SELECTED EXTRACT -
Content starts
George Jackson is truly a living legend, and one of the most 'unsung' of the heroes of southern soul. The BMI Reperoire database lists him as the writer or co-writer of 435 songs.

He's A Man And A Half.

May He Rest In Peace.

Monday, April 01, 2013

Roosevelt Jamison 1936-2013

Like many of you, I was first introduced to Roosevelt Jamison in the pages of Peter Guralnick's seminal Sweet Soul Music: Rhythm & Blues and the Southern Dream of Freedom. The story of him working with Gospel groups in a back room at the Blood Bank where he worked, of his cutting a few raw demo tapes of songs he had written with a couple of those singers, and knocking on the door of Goldwax owner Quinton Claunch in the middle of the night with those singers (who just happened to be O.V. Wright and James Carr) in tow, and changing the course of history in the process... the tale of this visionary poet who may just have written the greatest Love Song of all time going on to become Carr's manager, confidant and, in many ways, soul-mate, helped me to understand the importance of this man in the history of this music. It is hard to imagine Memphis Soul without him.

When Preston Lauterbach and I started up the O.V. Wright Memorial Fund in 2008, we went out of our way to find Roosevelt and bring him on board with Willie Mitchell and the rest of the crew. Once we finally tracked him down, he agreed to come have breakfast with me and talk things over. As he began to speak of those days, of James Carr showing up on his doorstep broke and hungry, and quite literally out of his mind, he broke down and started to cry at the memory of it. This was the first time I had met him, and I began to truly understand the depth of spirit and emotion that this man, and the music he created, brought to this world of ours. From that moment on, I became his biggest fan.

As part of the festivities in Memphis surrounding the O.V. Wright Memorial Dedication, I had arranged for a luncheon at the Rendezvous that would bring Roosevelt and Quinton Claunch back together, just like the night they had spent on the living room floor listening to those tapes all those years ago. As it turned out, Quinton wasn't feeling up to it, but Roosevelt came and introduced everyone to his wonderful wife Linda, who was kind enough to have made these beautiful keepsake laminated bookmarks for the occasion, emblazoned with the lyrics of Jamison's song of songs... all of us who were lucky enough to be there that day will treasure them forever.
Content ends
WORK ORDER - Carry on the Roosevelt Jamison tribute past its last sentence. The lines that come next have no connection to the Roosevelt Jamison tribute.

RECORDED DATA -
Content starts
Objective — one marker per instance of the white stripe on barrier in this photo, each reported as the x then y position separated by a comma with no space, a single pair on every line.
Content ends
OUTPUT -
I kept in touch with Roosevelt over the years, and we talked often of those days. Here was a man who had been there and back, and had the stories to prove it. In the summer of 2011, he was diagnosed with Brain Cancer and, although he was weak, he would still answer my call and speak with me from his hospital bed. Miraculously, Roosevelt got up out of that bed, and the cancer seemed to go into remission. That Fall, he would receive a 'Note' on Beale Street, and be honored by the City of Memphis by re-naming the street where he lived 'Roosevelt Jamison Road'. He was finally getting some home-town recognition... but, sadly, the Cancer had returned. When John Broven and I got into town on the Road Trip last August, Roosevelt was the first person I called. He and Linda were kind enough to invite us out to the house and, although things didn't look good at first, with Linda's help we were finally able to make it happen...

...that luncheon with Quinton and Roosevelt we had been angling for all along. It was truly a privilege and an honor to have been able to bring these two historic figures back together one last time.
I will never forget it.
As I drove Roosevelt home from the restaurant that afternoon, somehow I knew it would be the last time I would ever see him... I told him that no matter what happened, he had written a song that will live on forever. Tears filled both of our eyes, as he turned to me and answered, "I know it."